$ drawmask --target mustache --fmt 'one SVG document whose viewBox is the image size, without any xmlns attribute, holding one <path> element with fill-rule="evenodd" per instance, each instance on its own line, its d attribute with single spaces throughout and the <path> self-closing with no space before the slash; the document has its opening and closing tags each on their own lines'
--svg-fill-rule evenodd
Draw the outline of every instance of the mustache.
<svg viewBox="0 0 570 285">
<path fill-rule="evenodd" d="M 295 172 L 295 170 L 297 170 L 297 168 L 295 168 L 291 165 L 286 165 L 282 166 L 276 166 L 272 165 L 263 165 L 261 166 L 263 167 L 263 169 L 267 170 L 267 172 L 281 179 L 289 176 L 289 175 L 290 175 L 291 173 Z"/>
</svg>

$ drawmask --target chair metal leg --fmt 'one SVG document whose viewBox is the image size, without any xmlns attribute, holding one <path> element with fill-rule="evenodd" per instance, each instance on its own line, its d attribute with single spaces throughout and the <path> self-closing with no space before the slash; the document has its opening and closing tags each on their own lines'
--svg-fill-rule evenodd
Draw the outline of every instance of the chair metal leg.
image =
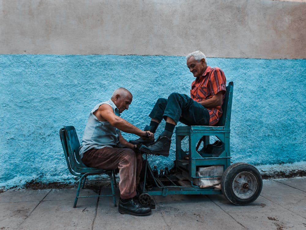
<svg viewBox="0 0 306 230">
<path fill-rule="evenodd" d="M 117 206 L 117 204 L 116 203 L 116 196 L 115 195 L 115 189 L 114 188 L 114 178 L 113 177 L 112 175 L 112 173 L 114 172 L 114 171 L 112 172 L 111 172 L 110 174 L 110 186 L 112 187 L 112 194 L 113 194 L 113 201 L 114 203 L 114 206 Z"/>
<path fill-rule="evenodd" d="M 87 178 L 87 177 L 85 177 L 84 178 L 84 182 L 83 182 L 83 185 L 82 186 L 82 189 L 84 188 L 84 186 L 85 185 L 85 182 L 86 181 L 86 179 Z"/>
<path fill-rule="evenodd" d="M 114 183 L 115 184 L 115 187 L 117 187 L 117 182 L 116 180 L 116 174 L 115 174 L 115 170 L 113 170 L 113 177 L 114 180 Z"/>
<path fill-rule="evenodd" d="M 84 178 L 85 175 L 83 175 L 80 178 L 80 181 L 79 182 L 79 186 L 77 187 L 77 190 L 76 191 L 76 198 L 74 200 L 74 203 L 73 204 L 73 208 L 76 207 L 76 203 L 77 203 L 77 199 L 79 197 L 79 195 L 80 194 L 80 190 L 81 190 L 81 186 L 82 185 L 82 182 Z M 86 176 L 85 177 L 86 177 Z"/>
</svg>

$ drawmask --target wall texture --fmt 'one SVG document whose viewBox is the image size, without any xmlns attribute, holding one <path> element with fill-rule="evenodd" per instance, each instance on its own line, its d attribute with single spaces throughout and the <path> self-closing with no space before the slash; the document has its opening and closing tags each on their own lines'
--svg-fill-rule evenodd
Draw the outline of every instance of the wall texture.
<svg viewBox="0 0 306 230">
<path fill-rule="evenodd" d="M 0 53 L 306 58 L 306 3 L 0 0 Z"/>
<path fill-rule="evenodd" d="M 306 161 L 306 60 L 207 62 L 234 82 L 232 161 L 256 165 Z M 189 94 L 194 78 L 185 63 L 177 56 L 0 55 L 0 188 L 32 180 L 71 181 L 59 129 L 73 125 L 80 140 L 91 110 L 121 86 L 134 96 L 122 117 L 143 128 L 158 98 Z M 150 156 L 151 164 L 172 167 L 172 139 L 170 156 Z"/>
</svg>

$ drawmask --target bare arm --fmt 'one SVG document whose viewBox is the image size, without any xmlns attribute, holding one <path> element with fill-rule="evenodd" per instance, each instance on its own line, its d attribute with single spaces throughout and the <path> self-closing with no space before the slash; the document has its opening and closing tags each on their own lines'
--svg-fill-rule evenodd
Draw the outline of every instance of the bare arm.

......

__TASK DESCRIPTION__. Arrange all of the lines above as a numbered list, skipping the blank ones and leaving out the pictures.

__FINISHED TASK__.
1. $ drawmask --target mustache --fmt 'one SVG document whose viewBox is the image size, without any xmlns attribute, holding one <path> element with fill-rule="evenodd" per instance, each instance on its own line, its d attribute with single spaces throughout and the <path> self-closing with no space before the slash; the document has its opening and closing tags each on their own lines'
2. --svg-fill-rule evenodd
3. Draw the outline of every instance of the mustache.
4. <svg viewBox="0 0 570 285">
5. <path fill-rule="evenodd" d="M 295 172 L 295 170 L 297 170 L 297 168 L 295 168 L 291 165 L 286 165 L 282 166 L 276 166 L 272 165 L 263 165 L 261 166 L 263 167 L 263 169 L 267 170 L 267 172 L 281 179 L 289 176 L 289 175 L 290 175 L 291 173 Z"/>
6. </svg>
7. $ drawmask --target chair metal leg --fmt 'one SVG document whose viewBox is the image size, without any xmlns attribute, holding one <path> element with fill-rule="evenodd" per instance, each instance on its own line, its d attribute with single spaces throughout and the <path> self-closing with no space before the slash; the document has its opening and closing tags each on their own lines'
8. --svg-fill-rule evenodd
9. Draw the outline of every instance of the chair metal leg.
10. image =
11. <svg viewBox="0 0 306 230">
12. <path fill-rule="evenodd" d="M 117 206 L 117 204 L 116 203 L 116 196 L 115 195 L 115 189 L 114 188 L 114 178 L 113 177 L 112 175 L 112 173 L 114 172 L 114 171 L 112 172 L 111 172 L 110 174 L 110 186 L 112 187 L 112 194 L 113 194 L 113 201 L 114 203 L 114 206 Z"/>
13. <path fill-rule="evenodd" d="M 87 178 L 87 177 L 85 177 L 84 178 L 84 182 L 83 182 L 83 185 L 82 186 L 82 189 L 84 188 L 84 186 L 85 185 L 85 182 L 86 181 L 86 179 Z"/>
14. <path fill-rule="evenodd" d="M 114 183 L 115 184 L 115 187 L 117 187 L 117 182 L 116 180 L 116 174 L 115 174 L 115 170 L 113 170 L 113 177 L 114 180 Z"/>
15. <path fill-rule="evenodd" d="M 84 178 L 85 175 L 83 175 L 80 178 L 80 181 L 79 182 L 79 186 L 77 187 L 77 190 L 76 191 L 76 198 L 74 200 L 74 203 L 73 204 L 73 208 L 76 207 L 76 203 L 77 203 L 77 199 L 79 197 L 79 195 L 80 194 L 80 190 L 81 190 L 81 186 L 82 185 L 82 182 Z M 86 176 L 85 177 L 86 177 Z"/>
16. </svg>
17. $ drawmask --target wall texture --fmt 'one SVG document whose viewBox is the image size, without any xmlns attribute, holding one <path> element with fill-rule="evenodd" per instance, each instance on its own line, its d attribute with single spaces throughout and the <path> self-closing with no space before the slash; the document has its opening and closing tags each on their own lines'
18. --svg-fill-rule evenodd
19. Draw the outline of every instance of the wall texture.
20. <svg viewBox="0 0 306 230">
21. <path fill-rule="evenodd" d="M 0 53 L 306 58 L 306 3 L 0 0 Z"/>
22. <path fill-rule="evenodd" d="M 306 161 L 306 60 L 207 62 L 234 82 L 232 161 L 256 165 Z M 189 94 L 194 78 L 185 63 L 177 56 L 0 55 L 0 188 L 32 180 L 71 181 L 59 129 L 73 125 L 80 140 L 91 110 L 121 86 L 134 96 L 122 117 L 143 128 L 158 98 Z M 150 156 L 151 164 L 172 167 L 172 139 L 170 156 Z"/>
23. </svg>
24. $ drawmask --target bare arm --fmt 'one SVG document whose viewBox is the image size, without any xmlns attribute, holding one <path> element with fill-rule="evenodd" per instance, each instance on its own line, its d attribute with single spaces throughout and the <path> self-closing with no space before the slash; the document has its opening and closing tags each on their own lines'
25. --svg-fill-rule evenodd
26. Draw the outline of every instance of the bare arm.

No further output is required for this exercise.